• [Consigne] Poursuivez l'article sur les collectionneurs exposés à la galerie de l'AUB en reprenant juste après sa dernière phrase.

• [Document source]
***
Des collectionneurs sur les cimaises

Les manifestations artistiques donnent généralement la primeur aux œuvres ou, tout au plus, à un concept établi par l’artiste. L’AUB vient d’inverser la donne en accrochant sur les cimaises de sa galerie des... collectionneurs.

Reconstitution du salon d’un amoureux d’art pictural.

Que possèdent en commun Saleh Barakat, Anachar Basbous, Georges Corm, Raymond Audi, Abraham Karabajakian, Ramzi et Afaf Osseiran Saïdi et Tony Salamé? L’amour de l’art, certes. Mais aussi et surtout ce besoin de l’acquérir, de le posséder, de l’accrocher, de le conserver jalousement ou de le partager avec fierté. Certains collectionnent par passion (qui peut s’avérer dévorante) ou par intérêt spéculatif. Il y a ceux qui décident sur un coup de cœur et ceux qui le font suite à un calcul cartésien. Ceux que grise le plaisir de la découverte et ceux qui ont le goût du risque. Mais aussi les prédateurs qui ne visent que le retour sur investissement. En même temps, il n’y aurait pas d’art s’il n’existait ce besoin d’appropriation qui fait entrer l’œuvre dans le domaine du privé ou du public. Où passion et intérêt dictent leur loi.
***
• [Données sources]
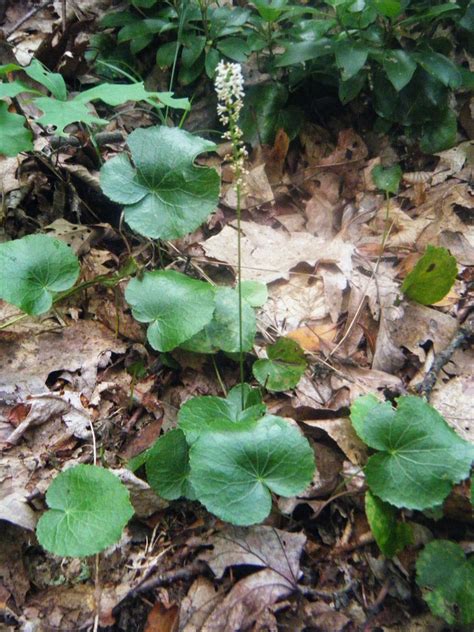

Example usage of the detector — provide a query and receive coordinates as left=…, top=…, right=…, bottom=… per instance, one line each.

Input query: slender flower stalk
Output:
left=215, top=61, right=247, bottom=406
***
• [La réponse]
À travers l’exposition «Profiles: Collecting Art in Lebanon», l’Université américaine de Beyrouth a voulu mettre en avant le collectionneur d’art. En dresser le portrait, présenter ses motivations, son modus operandi. Tracer son profil, en quelque sorte, à travers des interviews enregistrées et diffusées chacune sur une télévision munie d’un écouteur. Elles sont au nombre de dix car aux collectionneurs précités, s’ajoutent: l’éditeur et critique d’art César Nammour, Zeina Arida, de la Fondation arabe pour l’image, et Dima Raad, du ministère de la Culture.
À l’étage inférieur de la galerie, une reconstitution de l’intérieur d’une maison de collectionneur, inspirée de celui du Dr Samir Saleeby.
«Dans la pratique artistique, certains rôles sont définis d’avance, indique Octavian Esanu, curateur des galeries de l’AUB. L’artiste produit et le collectionneur achète ou accumule, par plaisir, par compulsion, pour préserver un certain héritage culturel ou avec la noble intention de montrer la collection au grand public.»
«Avant l’émergence des pratiques curatoriales, c’était souvent le collectionneur qui exposait les œuvres des artistes en sa possession. À travers cette exposition, nous avons voulu inverser les rôles et mettre en avant la figure du collectionneur et ses pratiques.»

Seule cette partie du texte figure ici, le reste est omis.